__Consignes__
A) Relevez tous les nombres de comités de défense de l'Humanité (CDH) que donne le texte à analyser.
B) Recopiez, s'il vous plaît, le passage du texte à analyser qui commence par « Quand l’administrateur provisoire » et se termine par « plus qu’en sursis. ».

On essaye d’y rassembler les
conscrits au départ de chaque classe, donc deux fois par an. A cette occasion, le Conscrit est publié, en
mars-avril puis en septembre-octobre, et largement diffusé ici.
Quand l’administrateur provisoire
de la Banque
ouvrière et paysanne réclama le remboursement immédiat des créances de l’Humanité,
150 CDH (comités de défense de l’Humanité) se créèrent aussitôt pour
collecter des fonds et sauver le journal. Le parti décidera ensuite de les
structurer de façon permanente et les réunira à cet effet, en juillet 1930, à la Bellevilloise. Sur
les 420 CDH de France, il y en a alors 98 à Paris, 73 dans le reste de la Seine et 49 en
Seine-et-Oise. L’Humanité se vend, à cette époque, à 142 000
exemplaires en moyenne. Le 4e congrès des CDH aura encore lieu, le
16 mars 1935, dans une Bellevilloise qui n’est déjà plus qu’en sursis.

__Contenu des entrées__
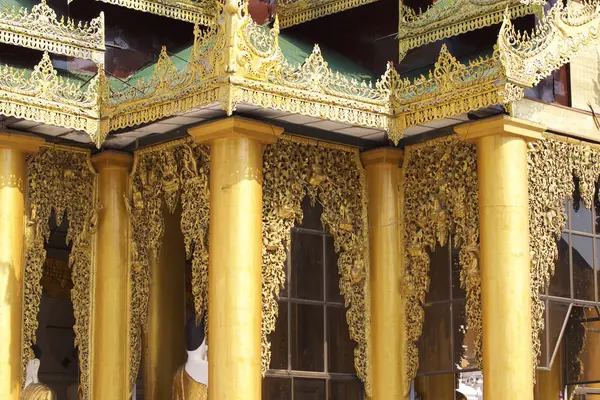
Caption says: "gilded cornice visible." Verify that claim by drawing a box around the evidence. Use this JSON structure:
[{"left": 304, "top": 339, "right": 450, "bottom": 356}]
[
  {"left": 96, "top": 0, "right": 217, "bottom": 26},
  {"left": 277, "top": 0, "right": 377, "bottom": 28},
  {"left": 498, "top": 0, "right": 600, "bottom": 94},
  {"left": 0, "top": 0, "right": 105, "bottom": 64},
  {"left": 398, "top": 0, "right": 545, "bottom": 60}
]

__Liste des réponses__
A) 150, 420, 98, 73, 49

B)
Quand l’administrateur provisoire
de la Banque
ouvrière et paysanne réclama le remboursement immédiat des créances de l’Humanité,
150 CDH (comités de défense de l’Humanité) se créèrent aussitôt pour
collecter des fonds et sauver le journal. Le parti décidera ensuite de les
structurer de façon permanente et les réunira à cet effet, en juillet 1930, à la Bellevilloise. Sur
les 420 CDH de France, il y en a alors 98 à Paris, 73 dans le reste de la Seine et 49 en
Seine-et-Oise. L’Humanité se vend, à cette époque, à 142 000
exemplaires en moyenne. Le 4e congrès des CDH aura encore lieu, le
16 mars 1935, dans une Bellevilloise qui n’est déjà plus qu’en sursis.